╔══

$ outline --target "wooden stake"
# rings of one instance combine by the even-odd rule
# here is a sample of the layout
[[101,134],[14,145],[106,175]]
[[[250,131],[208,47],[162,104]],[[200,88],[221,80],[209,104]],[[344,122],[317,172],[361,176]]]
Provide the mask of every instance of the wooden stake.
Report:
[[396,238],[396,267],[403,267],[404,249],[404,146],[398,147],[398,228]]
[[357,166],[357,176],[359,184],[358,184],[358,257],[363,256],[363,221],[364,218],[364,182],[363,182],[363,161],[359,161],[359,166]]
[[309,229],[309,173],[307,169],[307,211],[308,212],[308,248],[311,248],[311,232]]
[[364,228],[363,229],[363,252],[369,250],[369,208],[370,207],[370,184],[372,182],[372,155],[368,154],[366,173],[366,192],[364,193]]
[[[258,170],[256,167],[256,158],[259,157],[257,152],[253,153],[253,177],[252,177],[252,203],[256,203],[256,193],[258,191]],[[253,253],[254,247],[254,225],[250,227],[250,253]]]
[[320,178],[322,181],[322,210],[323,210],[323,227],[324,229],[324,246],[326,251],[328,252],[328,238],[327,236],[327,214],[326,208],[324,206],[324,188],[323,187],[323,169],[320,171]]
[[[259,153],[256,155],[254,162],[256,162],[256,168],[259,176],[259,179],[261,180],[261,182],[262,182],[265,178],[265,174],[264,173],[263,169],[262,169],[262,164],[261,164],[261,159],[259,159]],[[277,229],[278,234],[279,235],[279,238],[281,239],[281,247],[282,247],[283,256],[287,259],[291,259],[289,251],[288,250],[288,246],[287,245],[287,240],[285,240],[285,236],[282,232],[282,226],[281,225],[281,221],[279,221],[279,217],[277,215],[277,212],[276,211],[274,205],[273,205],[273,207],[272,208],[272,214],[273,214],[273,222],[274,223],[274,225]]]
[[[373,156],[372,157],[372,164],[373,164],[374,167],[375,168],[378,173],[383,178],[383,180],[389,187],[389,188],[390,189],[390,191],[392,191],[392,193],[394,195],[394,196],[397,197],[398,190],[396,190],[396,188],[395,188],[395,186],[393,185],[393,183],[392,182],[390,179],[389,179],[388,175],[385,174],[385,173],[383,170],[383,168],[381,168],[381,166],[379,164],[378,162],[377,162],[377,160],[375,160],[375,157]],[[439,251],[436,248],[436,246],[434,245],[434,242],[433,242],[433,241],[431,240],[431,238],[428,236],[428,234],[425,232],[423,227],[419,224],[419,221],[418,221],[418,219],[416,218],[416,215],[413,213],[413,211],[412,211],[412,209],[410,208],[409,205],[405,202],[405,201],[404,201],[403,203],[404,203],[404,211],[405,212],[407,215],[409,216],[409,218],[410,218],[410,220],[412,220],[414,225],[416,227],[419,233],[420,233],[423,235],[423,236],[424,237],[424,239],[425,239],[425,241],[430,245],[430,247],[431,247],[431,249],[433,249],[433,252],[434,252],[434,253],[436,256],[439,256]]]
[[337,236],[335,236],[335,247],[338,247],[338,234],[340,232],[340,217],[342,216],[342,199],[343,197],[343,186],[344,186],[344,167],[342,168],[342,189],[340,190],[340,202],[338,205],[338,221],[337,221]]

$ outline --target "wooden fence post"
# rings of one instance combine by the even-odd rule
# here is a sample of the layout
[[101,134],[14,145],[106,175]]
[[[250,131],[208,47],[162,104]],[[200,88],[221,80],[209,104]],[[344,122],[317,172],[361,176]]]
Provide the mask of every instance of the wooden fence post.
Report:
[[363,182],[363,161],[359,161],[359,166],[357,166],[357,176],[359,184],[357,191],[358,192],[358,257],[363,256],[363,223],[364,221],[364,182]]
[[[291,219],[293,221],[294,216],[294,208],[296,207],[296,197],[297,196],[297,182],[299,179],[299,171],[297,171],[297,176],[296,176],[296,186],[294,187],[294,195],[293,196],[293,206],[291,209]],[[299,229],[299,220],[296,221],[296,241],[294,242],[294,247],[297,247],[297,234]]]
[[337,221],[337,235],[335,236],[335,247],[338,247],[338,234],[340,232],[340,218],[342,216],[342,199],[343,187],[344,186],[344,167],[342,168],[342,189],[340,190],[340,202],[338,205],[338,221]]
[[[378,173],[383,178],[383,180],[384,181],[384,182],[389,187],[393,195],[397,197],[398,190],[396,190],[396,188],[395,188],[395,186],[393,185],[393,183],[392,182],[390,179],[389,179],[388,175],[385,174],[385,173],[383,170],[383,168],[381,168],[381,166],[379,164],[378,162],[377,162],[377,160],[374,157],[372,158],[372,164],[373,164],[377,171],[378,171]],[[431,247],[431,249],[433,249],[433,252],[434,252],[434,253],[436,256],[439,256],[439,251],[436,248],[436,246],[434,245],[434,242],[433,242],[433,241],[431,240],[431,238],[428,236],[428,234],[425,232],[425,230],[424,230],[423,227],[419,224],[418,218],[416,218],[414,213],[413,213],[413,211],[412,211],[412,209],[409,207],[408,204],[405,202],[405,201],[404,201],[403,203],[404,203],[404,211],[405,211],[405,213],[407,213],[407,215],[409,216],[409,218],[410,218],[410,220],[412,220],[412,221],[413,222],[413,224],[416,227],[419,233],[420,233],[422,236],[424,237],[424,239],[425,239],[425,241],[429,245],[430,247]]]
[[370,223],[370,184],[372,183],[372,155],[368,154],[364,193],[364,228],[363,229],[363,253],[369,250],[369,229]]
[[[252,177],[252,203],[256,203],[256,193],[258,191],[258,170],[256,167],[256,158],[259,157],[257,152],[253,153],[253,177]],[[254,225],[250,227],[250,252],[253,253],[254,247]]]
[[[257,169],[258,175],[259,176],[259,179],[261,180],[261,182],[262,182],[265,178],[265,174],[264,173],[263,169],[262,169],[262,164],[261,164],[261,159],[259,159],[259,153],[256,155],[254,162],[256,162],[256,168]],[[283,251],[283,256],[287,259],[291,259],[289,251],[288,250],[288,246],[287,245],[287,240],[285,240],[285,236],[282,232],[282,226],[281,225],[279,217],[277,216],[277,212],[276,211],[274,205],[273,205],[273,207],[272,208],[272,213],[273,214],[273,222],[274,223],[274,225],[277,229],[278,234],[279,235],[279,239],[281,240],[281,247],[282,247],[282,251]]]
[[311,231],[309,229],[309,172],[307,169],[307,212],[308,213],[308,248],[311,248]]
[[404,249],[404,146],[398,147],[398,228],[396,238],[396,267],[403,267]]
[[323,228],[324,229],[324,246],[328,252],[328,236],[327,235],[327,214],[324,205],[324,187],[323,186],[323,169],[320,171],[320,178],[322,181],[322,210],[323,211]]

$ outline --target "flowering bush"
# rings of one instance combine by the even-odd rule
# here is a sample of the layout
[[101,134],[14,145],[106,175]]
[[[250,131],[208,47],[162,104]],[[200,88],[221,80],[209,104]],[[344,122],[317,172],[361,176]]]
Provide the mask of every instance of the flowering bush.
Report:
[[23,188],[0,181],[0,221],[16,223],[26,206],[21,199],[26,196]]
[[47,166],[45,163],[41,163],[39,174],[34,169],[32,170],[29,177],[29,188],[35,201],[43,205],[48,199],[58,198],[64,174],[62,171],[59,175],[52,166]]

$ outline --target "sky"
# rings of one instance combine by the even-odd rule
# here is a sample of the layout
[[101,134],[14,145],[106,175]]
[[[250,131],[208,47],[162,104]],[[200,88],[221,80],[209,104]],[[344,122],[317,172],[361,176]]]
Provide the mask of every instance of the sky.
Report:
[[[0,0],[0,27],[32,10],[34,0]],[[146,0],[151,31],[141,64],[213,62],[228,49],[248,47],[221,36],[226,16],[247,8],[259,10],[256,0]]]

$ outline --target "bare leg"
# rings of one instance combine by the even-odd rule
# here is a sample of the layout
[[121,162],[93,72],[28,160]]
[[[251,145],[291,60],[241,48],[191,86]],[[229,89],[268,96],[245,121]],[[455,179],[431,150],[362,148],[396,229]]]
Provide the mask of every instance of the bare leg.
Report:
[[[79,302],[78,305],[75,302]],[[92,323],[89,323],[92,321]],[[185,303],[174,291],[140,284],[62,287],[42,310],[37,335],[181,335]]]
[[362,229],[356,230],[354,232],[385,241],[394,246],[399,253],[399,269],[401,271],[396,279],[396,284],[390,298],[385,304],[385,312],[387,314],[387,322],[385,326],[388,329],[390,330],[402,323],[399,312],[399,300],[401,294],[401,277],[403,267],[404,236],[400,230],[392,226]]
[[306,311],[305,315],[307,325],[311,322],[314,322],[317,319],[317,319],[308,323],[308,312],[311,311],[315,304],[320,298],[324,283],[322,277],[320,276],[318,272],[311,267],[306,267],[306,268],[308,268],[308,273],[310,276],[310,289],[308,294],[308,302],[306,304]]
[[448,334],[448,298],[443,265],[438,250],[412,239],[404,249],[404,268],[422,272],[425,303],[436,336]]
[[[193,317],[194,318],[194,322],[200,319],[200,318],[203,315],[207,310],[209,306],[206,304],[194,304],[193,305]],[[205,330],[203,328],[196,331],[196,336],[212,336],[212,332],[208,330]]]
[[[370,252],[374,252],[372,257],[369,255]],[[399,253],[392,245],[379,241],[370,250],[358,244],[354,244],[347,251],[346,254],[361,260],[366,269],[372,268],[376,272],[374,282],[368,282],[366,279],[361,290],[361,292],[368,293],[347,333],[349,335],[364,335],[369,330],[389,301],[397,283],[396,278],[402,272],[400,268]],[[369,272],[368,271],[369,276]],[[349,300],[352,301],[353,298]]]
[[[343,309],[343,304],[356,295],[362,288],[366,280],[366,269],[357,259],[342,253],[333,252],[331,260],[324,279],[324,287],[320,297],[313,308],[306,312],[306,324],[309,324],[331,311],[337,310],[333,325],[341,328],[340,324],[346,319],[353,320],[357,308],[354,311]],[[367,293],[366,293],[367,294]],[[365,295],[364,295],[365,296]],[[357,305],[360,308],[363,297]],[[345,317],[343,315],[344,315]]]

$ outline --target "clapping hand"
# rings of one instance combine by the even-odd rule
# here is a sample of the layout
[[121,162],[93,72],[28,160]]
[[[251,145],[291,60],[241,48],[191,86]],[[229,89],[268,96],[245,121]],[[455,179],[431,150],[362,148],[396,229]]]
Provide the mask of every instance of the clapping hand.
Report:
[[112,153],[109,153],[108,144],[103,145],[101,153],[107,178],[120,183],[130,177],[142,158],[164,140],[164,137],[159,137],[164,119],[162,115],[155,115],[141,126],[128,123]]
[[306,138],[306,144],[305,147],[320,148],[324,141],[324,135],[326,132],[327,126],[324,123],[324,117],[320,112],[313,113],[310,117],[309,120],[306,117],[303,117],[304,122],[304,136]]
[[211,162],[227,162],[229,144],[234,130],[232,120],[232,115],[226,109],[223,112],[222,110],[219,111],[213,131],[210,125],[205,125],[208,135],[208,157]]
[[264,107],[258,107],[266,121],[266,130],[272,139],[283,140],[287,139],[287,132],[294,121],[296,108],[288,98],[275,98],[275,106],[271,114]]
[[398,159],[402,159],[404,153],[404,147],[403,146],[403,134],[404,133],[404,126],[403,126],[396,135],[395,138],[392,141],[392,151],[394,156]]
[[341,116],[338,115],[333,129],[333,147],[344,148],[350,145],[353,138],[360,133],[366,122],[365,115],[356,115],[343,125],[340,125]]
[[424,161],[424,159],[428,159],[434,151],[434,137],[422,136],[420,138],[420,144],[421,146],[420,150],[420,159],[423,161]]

╚══

Exercise details: How many lines in the items above contain the string "stake"? Reply with the number alone.

Finished answer: 2